=== SOURCE INFORMATION ===
--*--
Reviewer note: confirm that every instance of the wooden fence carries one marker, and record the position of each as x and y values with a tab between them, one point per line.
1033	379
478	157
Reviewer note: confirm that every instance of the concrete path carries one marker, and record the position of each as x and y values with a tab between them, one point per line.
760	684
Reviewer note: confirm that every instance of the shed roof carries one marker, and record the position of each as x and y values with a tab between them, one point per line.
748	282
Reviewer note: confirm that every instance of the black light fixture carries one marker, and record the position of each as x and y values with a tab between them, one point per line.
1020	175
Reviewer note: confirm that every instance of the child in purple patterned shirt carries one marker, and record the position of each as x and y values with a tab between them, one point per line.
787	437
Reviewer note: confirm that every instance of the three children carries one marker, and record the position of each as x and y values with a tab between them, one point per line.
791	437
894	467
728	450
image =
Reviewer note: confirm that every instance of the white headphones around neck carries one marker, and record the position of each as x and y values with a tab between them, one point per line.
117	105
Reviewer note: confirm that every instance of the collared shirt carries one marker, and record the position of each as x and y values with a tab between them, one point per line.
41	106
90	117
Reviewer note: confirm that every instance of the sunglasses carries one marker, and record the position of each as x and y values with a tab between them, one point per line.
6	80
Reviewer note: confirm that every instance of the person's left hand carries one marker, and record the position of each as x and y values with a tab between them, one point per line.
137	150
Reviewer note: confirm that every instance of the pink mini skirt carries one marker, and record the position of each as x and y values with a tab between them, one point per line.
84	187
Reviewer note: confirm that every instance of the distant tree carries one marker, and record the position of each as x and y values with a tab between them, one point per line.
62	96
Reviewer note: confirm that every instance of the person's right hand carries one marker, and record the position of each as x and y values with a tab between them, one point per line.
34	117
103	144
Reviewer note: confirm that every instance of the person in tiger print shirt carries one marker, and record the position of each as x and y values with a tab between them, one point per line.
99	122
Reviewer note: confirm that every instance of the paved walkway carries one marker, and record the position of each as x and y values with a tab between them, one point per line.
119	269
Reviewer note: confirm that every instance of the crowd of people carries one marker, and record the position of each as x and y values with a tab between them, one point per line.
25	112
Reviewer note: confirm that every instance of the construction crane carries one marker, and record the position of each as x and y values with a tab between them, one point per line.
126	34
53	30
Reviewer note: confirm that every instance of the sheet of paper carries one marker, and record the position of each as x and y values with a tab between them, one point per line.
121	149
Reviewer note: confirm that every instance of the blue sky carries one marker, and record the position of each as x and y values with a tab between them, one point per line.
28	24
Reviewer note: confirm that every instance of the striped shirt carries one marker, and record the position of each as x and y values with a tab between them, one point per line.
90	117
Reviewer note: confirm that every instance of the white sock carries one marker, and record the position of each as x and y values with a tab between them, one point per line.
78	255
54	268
--*--
=== GOAL OF THE EXERCISE ===
Write out the entries above word for word.

=== YOUR SOLUTION ===
Reviewer note: confirm that every instance of the wooden fence carries one marker, and record the position of each as x and y values with a tab between them, one point per line.
1033	379
478	157
Reviewer note: confirm that every instance of the concrete path carries one marker, and record the position of each as x and y values with a tab between them, one point per line.
760	684
Reviewer note: confirm that every instance of the shed roof carries one marker, and record the position of each as x and y values with a tab between them, one point per line.
748	282
Reviewer note: confirm that every instance of the black light fixture carries one marker, and record the position of each as x and y values with a tab between them, one point per line.
1020	175
Reviewer note: confirm that every instance of the child in purple patterned shirt carries one marker, and record the position of each as x and y values with a tab between them, one point per line.
787	437
Reviewer note: confirm that every instance of the three children carries one marker, and record the position of each as x and y values with a tab between them, one point per line.
791	437
894	467
728	450
image =
Reviewer note: confirm that every instance of the white headphones around neck carries one marker, and record the position of each as x and y values with a tab between them, one point per line.
117	105
Reviewer note: confirm that every instance of the collared shirt carries one marker, and record the position of each as x and y values with a tab between them, one point per line.
41	106
90	117
Reviewer note: confirm that every instance of the sunglasses carries one marker, and record the position of each as x and y values with a tab between them, one point per line.
6	80
Reviewer note: confirm that every instance of the person's left hand carries one marker, and record the position of each as x and y values with a tab between them, one point per line.
137	150
Reviewer note: confirm that every instance of the pink mini skirt carries one marker, and record the position of each as x and y values with a tab between them, one point per line.
84	187
Reviewer note: confirm that every instance of the distant tree carries one marker, and record the position of each as x and y values with a tab between them, one point per line.
62	96
Reviewer note: confirm that every instance of the person's right hand carries one marker, and record the position of each as x and y values with a tab between them, one point per line.
34	117
103	144
Reviewer note: confirm that every instance of the person in tiger print shirt carries one marker, and record the position of each as x and y values with a tab between them, one point per line.
99	122
Reviewer note: confirm that every instance of the paved walkway carries one marker, and record the position of each as x and y values with a tab between them, one point per line.
119	269
Reviewer note: confirm that every instance of the crowd of people carries one marker, and record the position of each as x and y values with a tab between them, one point per line.
25	112
Reviewer note: confirm that every instance of the construction crane carries one marker, and record the position of each as x and y values with a tab between them, one point per line.
126	34
53	30
Reviewer note: confirm that every instance of the sheet of paper carries one marker, and record the position of each as x and y values with a tab between them, one point per line.
121	149
Reviewer note: confirm that every instance of the blue sky carries one marker, and record the position of each as x and y values with a tab between them, one point per line.
28	24
Reviewer note: confirm that every instance of the striped shirt carries one marker, and record the position of each as x and y values with a tab between them, one point per line.
90	117
Reviewer note: confirm that every instance of the white sock carries one marker, and record the position of each as x and y values with a tab between them, one point per line.
78	255
54	268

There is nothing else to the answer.